Records shown start
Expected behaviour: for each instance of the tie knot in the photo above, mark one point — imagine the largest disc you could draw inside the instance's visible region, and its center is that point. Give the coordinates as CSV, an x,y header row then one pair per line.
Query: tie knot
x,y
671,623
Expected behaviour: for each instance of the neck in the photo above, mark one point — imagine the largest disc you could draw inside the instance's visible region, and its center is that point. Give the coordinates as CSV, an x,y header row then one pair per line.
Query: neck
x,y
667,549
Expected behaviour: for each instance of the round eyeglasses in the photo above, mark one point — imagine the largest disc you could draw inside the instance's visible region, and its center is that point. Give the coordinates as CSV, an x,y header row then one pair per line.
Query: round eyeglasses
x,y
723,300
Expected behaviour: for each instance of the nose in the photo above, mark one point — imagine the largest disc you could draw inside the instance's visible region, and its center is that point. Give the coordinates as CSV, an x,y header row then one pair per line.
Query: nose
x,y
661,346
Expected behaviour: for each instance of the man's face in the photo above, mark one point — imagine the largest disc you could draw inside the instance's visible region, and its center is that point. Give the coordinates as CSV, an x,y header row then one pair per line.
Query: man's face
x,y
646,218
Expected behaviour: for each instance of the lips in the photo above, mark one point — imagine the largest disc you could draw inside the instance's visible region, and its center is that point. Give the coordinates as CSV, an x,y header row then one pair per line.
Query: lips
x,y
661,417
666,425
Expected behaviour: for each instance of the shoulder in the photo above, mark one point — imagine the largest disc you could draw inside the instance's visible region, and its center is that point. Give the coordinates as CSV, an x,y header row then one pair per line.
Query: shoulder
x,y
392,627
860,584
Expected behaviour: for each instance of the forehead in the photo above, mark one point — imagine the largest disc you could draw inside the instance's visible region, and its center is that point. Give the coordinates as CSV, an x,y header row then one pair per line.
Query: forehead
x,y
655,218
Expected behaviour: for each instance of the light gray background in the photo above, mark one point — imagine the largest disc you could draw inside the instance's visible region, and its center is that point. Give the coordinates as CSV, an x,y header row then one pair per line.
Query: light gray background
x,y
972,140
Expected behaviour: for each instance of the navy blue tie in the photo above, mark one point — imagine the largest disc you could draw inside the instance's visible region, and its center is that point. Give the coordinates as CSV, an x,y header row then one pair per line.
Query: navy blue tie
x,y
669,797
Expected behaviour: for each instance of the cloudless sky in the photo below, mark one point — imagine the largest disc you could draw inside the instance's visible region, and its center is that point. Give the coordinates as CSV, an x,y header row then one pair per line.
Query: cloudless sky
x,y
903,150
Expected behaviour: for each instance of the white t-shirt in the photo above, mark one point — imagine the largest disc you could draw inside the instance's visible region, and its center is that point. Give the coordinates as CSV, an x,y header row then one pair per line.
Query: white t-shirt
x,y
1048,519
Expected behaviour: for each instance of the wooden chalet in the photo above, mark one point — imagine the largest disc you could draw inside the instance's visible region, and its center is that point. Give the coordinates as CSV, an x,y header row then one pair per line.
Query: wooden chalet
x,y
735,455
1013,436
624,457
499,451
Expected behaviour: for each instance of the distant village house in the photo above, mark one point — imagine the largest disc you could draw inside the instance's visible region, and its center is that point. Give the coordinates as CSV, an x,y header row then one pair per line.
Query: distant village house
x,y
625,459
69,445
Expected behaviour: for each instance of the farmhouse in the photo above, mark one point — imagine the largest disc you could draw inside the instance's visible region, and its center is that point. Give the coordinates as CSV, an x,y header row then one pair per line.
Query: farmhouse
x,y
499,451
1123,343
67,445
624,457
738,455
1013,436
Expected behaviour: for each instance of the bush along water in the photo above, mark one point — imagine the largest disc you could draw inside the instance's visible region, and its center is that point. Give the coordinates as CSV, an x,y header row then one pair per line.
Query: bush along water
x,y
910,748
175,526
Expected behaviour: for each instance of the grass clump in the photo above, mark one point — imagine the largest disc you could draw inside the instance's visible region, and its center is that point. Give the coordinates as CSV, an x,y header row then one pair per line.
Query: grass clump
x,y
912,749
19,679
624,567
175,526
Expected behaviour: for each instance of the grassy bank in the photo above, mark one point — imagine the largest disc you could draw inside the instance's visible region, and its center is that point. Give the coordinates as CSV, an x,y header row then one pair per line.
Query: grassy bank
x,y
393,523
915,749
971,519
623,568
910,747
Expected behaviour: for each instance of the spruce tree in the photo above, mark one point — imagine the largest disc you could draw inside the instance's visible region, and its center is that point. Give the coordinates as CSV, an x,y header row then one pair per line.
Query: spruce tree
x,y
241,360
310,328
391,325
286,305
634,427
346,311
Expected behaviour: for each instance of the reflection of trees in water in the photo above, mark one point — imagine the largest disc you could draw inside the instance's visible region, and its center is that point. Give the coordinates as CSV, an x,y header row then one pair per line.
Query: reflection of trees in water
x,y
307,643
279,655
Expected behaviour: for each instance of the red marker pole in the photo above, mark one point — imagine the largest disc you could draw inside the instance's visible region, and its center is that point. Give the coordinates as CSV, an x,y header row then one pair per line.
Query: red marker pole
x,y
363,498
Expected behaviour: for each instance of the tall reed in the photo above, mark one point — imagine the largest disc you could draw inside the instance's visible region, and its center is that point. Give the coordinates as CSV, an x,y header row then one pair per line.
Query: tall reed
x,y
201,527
Records shown end
• What you should do
Arrange the records above as a JSON list of strings, with one string for each line and blank lines omitted.

• Output below
[
  "Expected behaviour: for each instance of the tie knot in the photo above, mark one point — imagine the largest disc you could draw inside the instance's visible region, and its center is that point. Give the coordinates as CSV, an x,y header row then one pair per line.",
  "Query: tie knot",
  "x,y",
  "671,623",
  "Expected behaviour: for each instance of the neck in the photo above, mark one point — imagine the largest disc you could draw inside the instance's visible region, and its center is that point. Give the coordinates as CSV, an x,y header row then one pair per line.",
  "Query: neck",
  "x,y",
  "667,549",
  "Expected behaviour: for each instance of the round eyeglasses in the photo above, mark one point — imagine the largest disc you could draw inside the instance's visible region, and its center is that point. Give the coordinates as CSV, an x,y header row then one pair per line.",
  "Query: round eyeglasses",
  "x,y",
  "723,300",
  "Expected behaviour: for each instance of the nose in the photo above, mark one point — imagine the largest disc you could draw inside the instance's visible region, and its center is that point. Give the coordinates as CSV, an x,y header row then one pair per line.",
  "Query: nose",
  "x,y",
  "661,346",
  "Expected behaviour: for each instance of the man's face in the photo above, mark one point — imagine the largest disc you could draw inside the instance's visible region, and its center is that point. Give the coordinates as CSV, an x,y header row then one pair per line.",
  "Query: man's face",
  "x,y",
  "646,218",
  "Expected behaviour: for each instance of the lips in the photo above, mark one point — imagine the largest disc you could draw inside the instance's visible region, and its center is that point. Give the coordinates as CSV, an x,y header row then one pair per line.",
  "Query: lips",
  "x,y",
  "661,417",
  "666,425",
  "Expected behaviour: for each instance of the shoulder in the photo above, mark one point — imagine the largest disc you could draw inside the instance's visible region, and its center is that point. Give the coordinates as CSV, an x,y header row then one pair per line.",
  "Query: shoulder",
  "x,y",
  "392,627",
  "860,584",
  "Expected behaviour: for each instance of the forehead in the photo above, mark one point — imagine the largest disc you could draw inside the instance's visible region, and its center is that point. Give the coordinates as CSV, an x,y header row then one pair per line.",
  "Query: forehead",
  "x,y",
  "655,218",
  "Expected behaviour: for each instance of the light gray background in the photo above, mark one point — imagine the largest disc you could draw inside the instance's visible region, and its center is that point. Give the coordinates as CSV, an x,y header row then one pair per line.",
  "Query: light gray background",
  "x,y",
  "972,140",
  "Expected behaviour: for each instance of the navy blue tie in the photo above, mark one point — imagine the largest disc you could draw inside the instance's visible region, and its center is that point. Give the coordinates as CSV, an x,y header row then one pair per line.",
  "Query: navy blue tie",
  "x,y",
  "669,797",
  "Expected behaviour: for each instance of the cloudless sky in the photo below, mark one point — imagine the largest disc you could draw inside the instance's visible region, and its center is that point. Give the coordinates as CSV, an x,y header row then one pair per line.",
  "Query: cloudless sky",
  "x,y",
  "903,150",
  "Expected behaviour: for each instance of the white t-shirt in the photo above, mark one point — imagine the largest disc you could draw inside the instance's visible region, and its center is that point. Give the coordinates as CSV, an x,y header row then one pair per line.",
  "Query: white t-shirt",
  "x,y",
  "1048,519",
  "Expected behaviour: for each instance of the wooden chalet in the photo above, mark one point — imagine the largest disc you could draw inside the instance's visible region, and its center is that point. Give the coordinates as CSV, an x,y header row then one pair per line.",
  "Query: wooden chalet",
  "x,y",
  "735,455",
  "1013,436",
  "624,457",
  "499,451",
  "Expected behaviour: for each instance of the distant village house in the photo above, mark one point — imagine the largest disc you could draw inside the instance's visible region, and its center is that point. Give the coordinates as CSV, an x,y header row then one pair per line.",
  "Query: distant village house",
  "x,y",
  "625,459",
  "69,445",
  "Expected behaviour: for each instance of the farmhouse in the photo above, mark one point — imagine the largest disc you could draw inside the instance's visible region, and its center is that point. Give the coordinates as CSV, an x,y header row then one pair per line.",
  "Query: farmhouse",
  "x,y",
  "499,451",
  "1123,343",
  "67,445",
  "624,457",
  "738,455",
  "1013,436",
  "Expected behaviour: for each instance of the bush along water in the photo above, mark one point — imagine the largest disc you could draw inside the instance's visible region, and its center is that point. Give the coordinates as CSV, an x,y header row then one pair per line.",
  "Query: bush along water",
  "x,y",
  "910,748",
  "175,526",
  "Expected behaviour: for each instance of the grass clump in the photo above, mark one point — imagine the largest disc you could draw inside the instance's visible region, and its center is that point. Give the coordinates as CSV, an x,y header row then one pair per line.",
  "Query: grass clump",
  "x,y",
  "912,749",
  "19,679",
  "624,567",
  "175,526",
  "Expected behaviour: for each instance of the grassy bank in the photo above, mark one point — imagine the largest disc you could draw inside the instance's visible region, and its center is that point. Give the coordinates as CSV, an x,y header row then one pair per line.",
  "Query: grassy bank",
  "x,y",
  "393,523",
  "915,749",
  "971,519",
  "623,568",
  "910,747",
  "Expected behaviour: for each instance of the spruce tree in the photo above, mark one point — imagine the largest disc you could draw inside the instance's visible region, and its center is that point. Give the coordinates as CSV, an x,y header row then one pair per line.",
  "Query: spruce tree",
  "x,y",
  "241,360",
  "310,328",
  "391,325",
  "286,305",
  "634,427",
  "346,311",
  "Expected behaviour: for each instance of the reflection of trees in water in the photo above, mark one point — imagine the largest disc you could draw inside the instance's visible region, and its center is that point. Give the coordinates as CSV, an x,y header row then one pair per line.",
  "Query: reflection of trees in water",
  "x,y",
  "307,643",
  "279,655",
  "Expected behaviour: for each instance of the red marker pole in the photo above, mark one point — imagine the largest disc you could draw inside the instance's visible region, and its center is that point. Give the coordinates as CSV, an x,y header row then one pair per line.",
  "Query: red marker pole",
  "x,y",
  "363,498",
  "Expected behaviour: for each instance of the tall reed in the photo above, mark one point — imagine the largest disc you could draw inside the instance's visible region, and its center is that point. Give the coordinates as CSV, an x,y header row then one pair per line.",
  "Query: tall reed",
  "x,y",
  "201,527"
]